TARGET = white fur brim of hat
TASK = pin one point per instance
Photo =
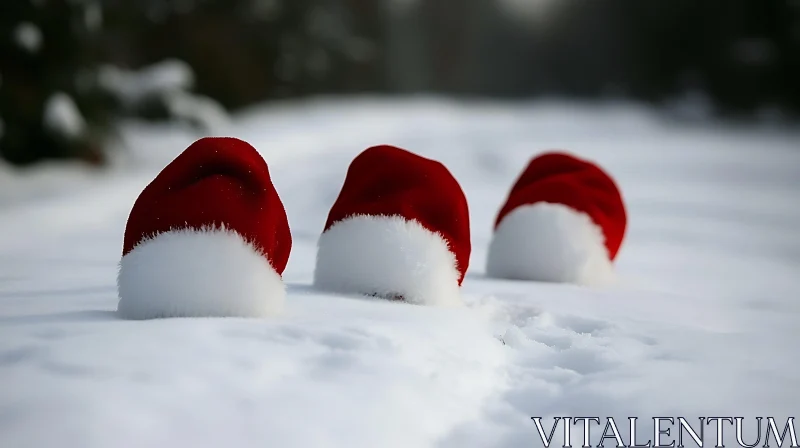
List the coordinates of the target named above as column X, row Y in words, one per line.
column 550, row 243
column 389, row 257
column 198, row 273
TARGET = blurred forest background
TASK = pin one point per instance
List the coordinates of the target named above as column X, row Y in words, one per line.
column 69, row 69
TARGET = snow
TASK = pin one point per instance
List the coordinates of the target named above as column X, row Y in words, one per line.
column 62, row 116
column 133, row 86
column 549, row 242
column 170, row 80
column 28, row 36
column 702, row 321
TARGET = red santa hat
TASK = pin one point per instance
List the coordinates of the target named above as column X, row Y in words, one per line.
column 564, row 221
column 208, row 237
column 399, row 229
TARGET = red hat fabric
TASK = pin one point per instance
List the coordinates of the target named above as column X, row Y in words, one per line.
column 208, row 236
column 564, row 220
column 399, row 228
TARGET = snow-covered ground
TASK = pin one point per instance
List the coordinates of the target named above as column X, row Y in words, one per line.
column 703, row 322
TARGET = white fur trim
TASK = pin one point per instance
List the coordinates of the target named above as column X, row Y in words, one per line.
column 198, row 273
column 550, row 243
column 387, row 257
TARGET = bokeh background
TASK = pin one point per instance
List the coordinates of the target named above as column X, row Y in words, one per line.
column 71, row 69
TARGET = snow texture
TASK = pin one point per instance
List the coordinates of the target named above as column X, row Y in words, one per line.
column 549, row 243
column 28, row 36
column 62, row 116
column 703, row 320
column 134, row 86
column 389, row 257
column 198, row 273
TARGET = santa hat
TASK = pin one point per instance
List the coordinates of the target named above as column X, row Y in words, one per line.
column 564, row 221
column 208, row 237
column 399, row 230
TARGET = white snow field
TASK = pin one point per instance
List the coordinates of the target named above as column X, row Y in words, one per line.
column 702, row 322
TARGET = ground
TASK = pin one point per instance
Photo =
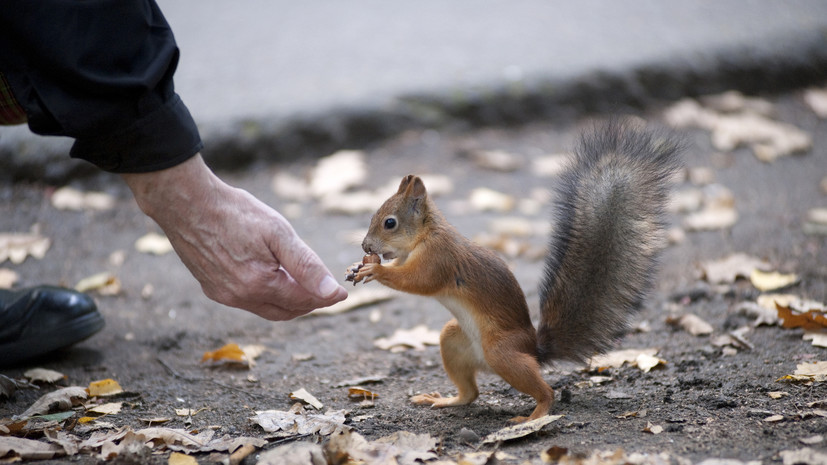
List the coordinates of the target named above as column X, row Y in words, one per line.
column 710, row 402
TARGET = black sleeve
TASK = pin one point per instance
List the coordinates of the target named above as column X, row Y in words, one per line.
column 99, row 71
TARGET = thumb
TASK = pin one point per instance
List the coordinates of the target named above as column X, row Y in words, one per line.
column 302, row 263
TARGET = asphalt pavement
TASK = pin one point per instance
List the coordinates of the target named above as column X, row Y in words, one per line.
column 275, row 80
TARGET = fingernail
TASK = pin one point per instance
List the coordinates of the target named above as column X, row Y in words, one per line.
column 328, row 286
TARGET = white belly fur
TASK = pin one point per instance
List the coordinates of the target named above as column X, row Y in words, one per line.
column 469, row 327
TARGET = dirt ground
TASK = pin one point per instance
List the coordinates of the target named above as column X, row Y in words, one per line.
column 710, row 401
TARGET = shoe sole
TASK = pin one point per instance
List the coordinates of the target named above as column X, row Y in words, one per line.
column 74, row 331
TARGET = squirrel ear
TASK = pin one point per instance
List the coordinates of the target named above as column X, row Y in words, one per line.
column 403, row 186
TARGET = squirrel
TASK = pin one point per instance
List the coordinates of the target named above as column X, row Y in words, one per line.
column 602, row 258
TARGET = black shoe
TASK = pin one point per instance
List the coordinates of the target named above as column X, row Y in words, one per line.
column 42, row 319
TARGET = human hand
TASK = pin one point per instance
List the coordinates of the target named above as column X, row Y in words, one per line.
column 244, row 253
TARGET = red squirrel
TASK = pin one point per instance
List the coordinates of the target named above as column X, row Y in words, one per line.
column 602, row 257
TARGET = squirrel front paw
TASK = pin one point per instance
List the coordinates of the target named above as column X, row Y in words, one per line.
column 362, row 270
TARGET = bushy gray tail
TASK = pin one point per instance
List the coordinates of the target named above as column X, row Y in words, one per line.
column 608, row 232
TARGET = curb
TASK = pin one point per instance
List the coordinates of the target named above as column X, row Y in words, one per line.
column 777, row 66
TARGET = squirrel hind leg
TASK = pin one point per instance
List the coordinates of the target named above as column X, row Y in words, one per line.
column 461, row 366
column 522, row 372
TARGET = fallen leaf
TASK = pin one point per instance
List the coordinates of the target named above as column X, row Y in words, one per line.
column 17, row 246
column 62, row 399
column 8, row 278
column 521, row 430
column 177, row 458
column 416, row 338
column 297, row 421
column 299, row 452
column 153, row 243
column 29, row 449
column 307, row 398
column 646, row 362
column 360, row 393
column 42, row 375
column 817, row 339
column 653, row 429
column 104, row 387
column 110, row 408
column 727, row 270
column 692, row 324
column 104, row 283
column 808, row 372
column 370, row 379
column 68, row 198
column 813, row 320
column 771, row 281
column 188, row 412
column 358, row 298
column 228, row 353
column 812, row 440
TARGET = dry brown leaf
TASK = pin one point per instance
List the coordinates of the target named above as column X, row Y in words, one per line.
column 228, row 353
column 653, row 429
column 692, row 324
column 17, row 246
column 177, row 458
column 360, row 393
column 67, row 198
column 815, row 319
column 104, row 283
column 771, row 280
column 808, row 372
column 62, row 399
column 104, row 387
column 416, row 338
column 618, row 358
column 297, row 421
column 356, row 299
column 29, row 449
column 521, row 430
column 153, row 243
column 307, row 398
column 727, row 270
column 43, row 375
column 110, row 408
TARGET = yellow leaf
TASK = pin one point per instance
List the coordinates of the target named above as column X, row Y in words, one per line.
column 177, row 458
column 104, row 387
column 229, row 353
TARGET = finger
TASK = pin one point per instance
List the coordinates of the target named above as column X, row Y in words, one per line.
column 307, row 269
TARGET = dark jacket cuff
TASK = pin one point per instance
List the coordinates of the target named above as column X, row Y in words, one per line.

=== TASK TO CARRY OUT ===
Return all the records above word for word, but leave out the pictures.

=== EXERCISE RESPONSE ===
TARGET = white fur brim of hat
TASK = pin one point per instance
Photo =
List the coordinates of the target named above as column X, row Y in words, one per line.
column 550, row 243
column 389, row 257
column 198, row 273
TARGET = blurred forest background
TASK = pin one point per instance
List the coordinates of the target named above as column X, row Y in words, one per line.
column 69, row 69
TARGET = snow
TASK = pin one point per instance
List the coordinates of the target named above as column X, row Y in words, one per line.
column 62, row 116
column 133, row 86
column 549, row 242
column 170, row 80
column 28, row 36
column 702, row 321
TARGET = red santa hat
TASK = pin one point per instance
List the coordinates of the target named above as column X, row Y in words, one per line.
column 564, row 221
column 208, row 237
column 399, row 229
TARGET = red hat fabric
TASK = pin one point per instance
List the coordinates of the target named above as column X, row Y in words, one per line.
column 208, row 236
column 564, row 220
column 399, row 228
TARGET = snow-covered ground
TASK = pin one point per instance
List the coordinates of the target named above as column X, row Y in words, one per line.
column 703, row 322
TARGET = white fur trim
TASK = pin one point per instance
List the coordinates of the target named above as column X, row Y in words, one per line.
column 198, row 273
column 550, row 243
column 387, row 257
TARGET = bokeh background
TASK = pin one point per instance
List the coordinates of the target named above as column X, row Y in words, one per line.
column 71, row 69
TARGET = snow texture
TASK = pin one point per instance
List the coordinates of the target named above as column X, row Y in words, one per line.
column 549, row 243
column 28, row 36
column 62, row 116
column 703, row 320
column 134, row 86
column 389, row 257
column 198, row 273
TARGET = santa hat
TASK = pin one point per instance
List the coordinates of the target named above as column X, row Y in words, one per line.
column 564, row 221
column 208, row 237
column 399, row 230
TARGET = white snow field
TASK = pin one point per instance
List the coordinates of the target named above as column X, row Y in words, one per line.
column 702, row 322
TARGET = ground
TASK = pin one point per instance
Photo =
List the coordinates of the target named above as column X, row Y in words, one per line.
column 710, row 402
TARGET = black sleeve
TASK = pin one point per instance
List the coordinates of the target named above as column X, row Y in words, one per line.
column 99, row 71
TARGET = thumb
TASK = pin one point per instance
List the coordinates of the target named above as column X, row Y in words, one per line.
column 302, row 263
TARGET = asphalt pavement
TASK = pin one point per instance
List the coordinates of the target named above as column X, row Y in words, one per line.
column 275, row 80
TARGET = fingernail
TASK = pin one point per instance
List the coordinates of the target named above as column X, row Y in words, one per line.
column 328, row 286
TARGET = white belly fur
TASK = pin one point per instance
List the coordinates of the target named above as column X, row Y in words, one per line.
column 469, row 327
TARGET = dirt ground
TASK = pin one point per instance
List the coordinates of the target named above as column X, row Y in words, one per line.
column 710, row 401
TARGET = shoe sole
TASK = pin one point per instance
List the coordinates of the target named above as column X, row Y in words, one per line.
column 74, row 331
TARGET = squirrel ear
TASK = pin one point per instance
List the coordinates of the target named above as column X, row Y in words, one per line.
column 403, row 186
TARGET = squirrel
TASK = pin one point per instance
List the coordinates of the target named above as column X, row Y in words, one per line.
column 602, row 258
TARGET = black shoe
TASK = pin one point per instance
List the coordinates of the target named above as column X, row Y in words, one per line.
column 42, row 319
TARGET = human hand
TASK = pin one point per instance
List the coordinates of the target named above as column X, row Y in words, one per line.
column 244, row 253
TARGET = red squirrel
TASK = pin one point per instance
List the coordinates of the target named above as column X, row Y in words, one per line.
column 602, row 257
TARGET = squirrel front paw
TASK = pin one point per instance
List the coordinates of the target named above as column X, row Y in words, one per line.
column 362, row 270
TARGET = bushy gray tail
TASK = pin one point per instance
List the coordinates of the target named above as column X, row Y in words, one per line.
column 608, row 232
TARGET = curb
TASK = pin one point per instance
List the coordinates of the target named above as column X, row Y in words, one per line.
column 777, row 66
TARGET = squirrel hind leg
TASK = pin one point per instance
List the coordinates of the target named above as column X, row Y in words, one per line.
column 461, row 366
column 522, row 372
TARGET = fallen leaf
TASK = pin one point per instance
List the coordinates of the target named above as column X, row Y in words, one per line.
column 17, row 246
column 62, row 399
column 8, row 278
column 521, row 430
column 177, row 458
column 416, row 338
column 297, row 421
column 299, row 452
column 153, row 243
column 29, row 449
column 307, row 398
column 646, row 362
column 360, row 393
column 42, row 375
column 817, row 339
column 653, row 429
column 104, row 387
column 110, row 408
column 727, row 270
column 692, row 324
column 104, row 283
column 808, row 372
column 370, row 379
column 68, row 198
column 813, row 320
column 771, row 281
column 188, row 412
column 358, row 298
column 228, row 353
column 812, row 440
TARGET = dry brown leaf
TASK = pin one point per instance
List the coordinates of the target named above as column X, row Y in words, one per line.
column 228, row 353
column 653, row 429
column 692, row 324
column 17, row 246
column 177, row 458
column 360, row 393
column 67, row 198
column 815, row 319
column 104, row 283
column 771, row 280
column 808, row 372
column 62, row 399
column 104, row 387
column 416, row 338
column 618, row 358
column 297, row 421
column 356, row 299
column 29, row 449
column 521, row 430
column 153, row 243
column 307, row 398
column 727, row 270
column 43, row 375
column 110, row 408
TARGET = yellow leaf
TASK = pin one point per instance
List the coordinates of the target named above as column X, row Y in words, one per line.
column 177, row 458
column 104, row 387
column 229, row 353
TARGET = finger
TASK = pin one point per instance
List the coordinates of the target named above as column X, row Y in words, one per line.
column 307, row 269
TARGET = dark jacket cuff
TASK = pin one point per instance
List the coordinates of the target named above as column X, row Y in words, one per line.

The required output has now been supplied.